PAGE TEXT ->
☆ ☆ ☆

Depends ......from an insurance AHJ we follow NFPA for new and existing buildings ie do they get a reduced insurance rate for a sprinkler system where the system is adequate for the occupancy and or do we even want to insure the company?? We do not follow building codes given we service the entire USA with some areas have great code enforcement and many having none or marginal enforcement. Hence why insurance companies have loss control staff and or hire 3rd party companies to evaluate the building COPE ie Construction, Occupancy, Protection and Exposure for each building we visit.


----------



## Paul Sweet (Jan 3, 2019)

I think that fire flow says how much water needs to be available at a fire hydrant, while NFPA 13 says how much water has to be available at the building.


----------



## khsmith55 (Jan 4, 2019)

I concur with Paul, it looks like your mixing apples and oranges. Another thing to confirm is that IFC Appendix B has been adopted.


----------



## north star (Jan 6, 2019)

*~ | ~ | ~*

O.K., ...MUCH THANKS for all of the responses.

Let me see if I can add some clarity.

This topic has to do with an existing military facility.
Plans have been submitted for review........The
owner [  i.e. - a State owned property  ] wants to
upgrade this facility by adding a fire sprinkler system.

I was asked "How much fire flow is required ?"

I assumed that the fire flow was "what size of fire
water supply line is needed to bring in to the
property for any required hydrants and the sprinkler
system inside the facility".

Now, ...what say ye learned folks ?  

*~ | ~ | ~*


----------



## cda (Jan 7, 2019)

Ok 

My non engineer answer is

Depends 

Seems like look at the building first

Occupancy type and use

Design the sprinkler system to that.

Have hydraulic calculations done to figure out fire sprinkler system demand.

Size the underground off of that.

But if they want more fire hydrant flow rate, on top of that, the main size outside might change.


The question has to many unknown variables.


----------

☆ ☆ ☆

DIRECTION 1 -> Reproduce verbatim the passage of the fire flow thread starting at "## cda (Jan" and ending at "system to that.".
DIRECTION 2 -> In the fire flow thread, what four words does the acronym COPE stand for?

GIVEN DATA ->
☆ ☆ ☆

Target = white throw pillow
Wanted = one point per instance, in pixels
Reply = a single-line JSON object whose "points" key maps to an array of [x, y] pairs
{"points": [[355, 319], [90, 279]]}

☆ ☆ ☆

WRITTEN ANSWER 1 ->
## cda (Jan 7, 2019)

Ok 

My non engineer answer is

Depends 

Seems like look at the building first

Occupancy type and use

Design the sprinkler system to that.

WRITTEN ANSWER 2 -> Construction, Occupancy, Protection and Exposure.